» Opdracht
Noem alstublieft alle artikelleden met een nummer van de vorm "x.y" die in de tekst over de inkoopvoorwaarden van ANWB hieronder staan.

» Tekst
========================================================================

Op 28 oktober 2021 e-mailt [naam01] aan [naam03] dat ANWB serieus geïnteresseerd is om met CNG in zee te gaan, maar dat er nog een paar belangrijke zaken besproken moeten worden. Eén daarvan is dat ANWB alleen een opdracht kan verstrekken als haar eigen Algemene Inkoopvoorwaarden van toepassing zijn. Artikelen 1 en 2 van die voorwaarden luiden (voor zover relevant):
Artikel 1. Toepasselijkheid en definities
[…]
1.4
III Order: schriftelijke (ondertekende) opdracht […];
[…]
Artikel 2. Offertes, totstandkoming van een overeenkomst
2.1
Indien ANWB een offerte ontvangt waarin geen termijn voor aanvaarding is vermeld, is de offerte gedurende 20 werkdagen na de verzenddatum geldig.
2.2
Leverancier heeft geen recht op vergoeding van kosten gemaakt voor de voorbereiding en het opstellen van de offerte. Op geen enkele wijze bindt een offerte ANWB tot het sluiten van een overeenkomst of tot het aangaan van enig andere verplichting met Leverancier. ANWB behoudt zich het recht voor om elke offerteronde af te breken […].

========================================================================

» Gegevensregels
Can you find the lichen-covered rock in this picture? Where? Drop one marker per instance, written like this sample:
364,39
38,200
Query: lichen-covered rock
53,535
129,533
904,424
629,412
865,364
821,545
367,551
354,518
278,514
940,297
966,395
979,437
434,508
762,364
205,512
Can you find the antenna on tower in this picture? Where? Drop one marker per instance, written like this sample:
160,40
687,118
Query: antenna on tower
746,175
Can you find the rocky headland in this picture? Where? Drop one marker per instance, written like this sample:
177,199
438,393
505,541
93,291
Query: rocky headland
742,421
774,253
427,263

========================================================================

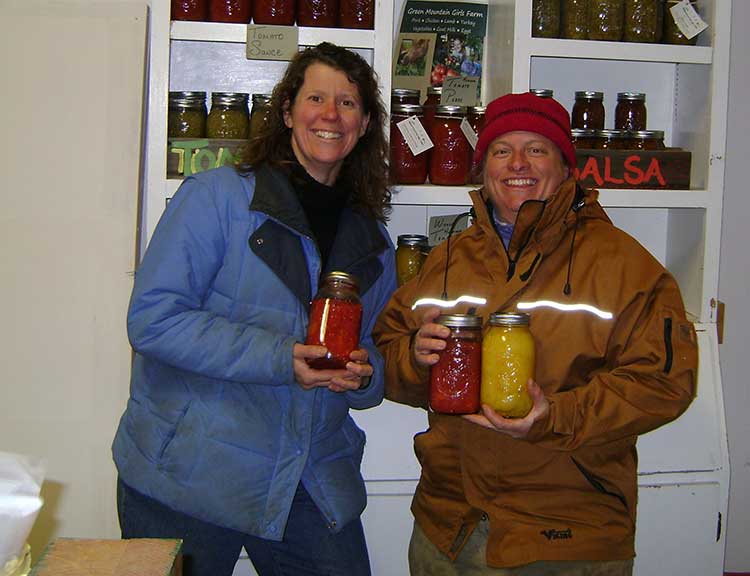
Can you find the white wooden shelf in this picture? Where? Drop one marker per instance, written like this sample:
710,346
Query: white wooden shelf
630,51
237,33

========================================================================

» Uitwerking
1.4, 2.1 en 2.2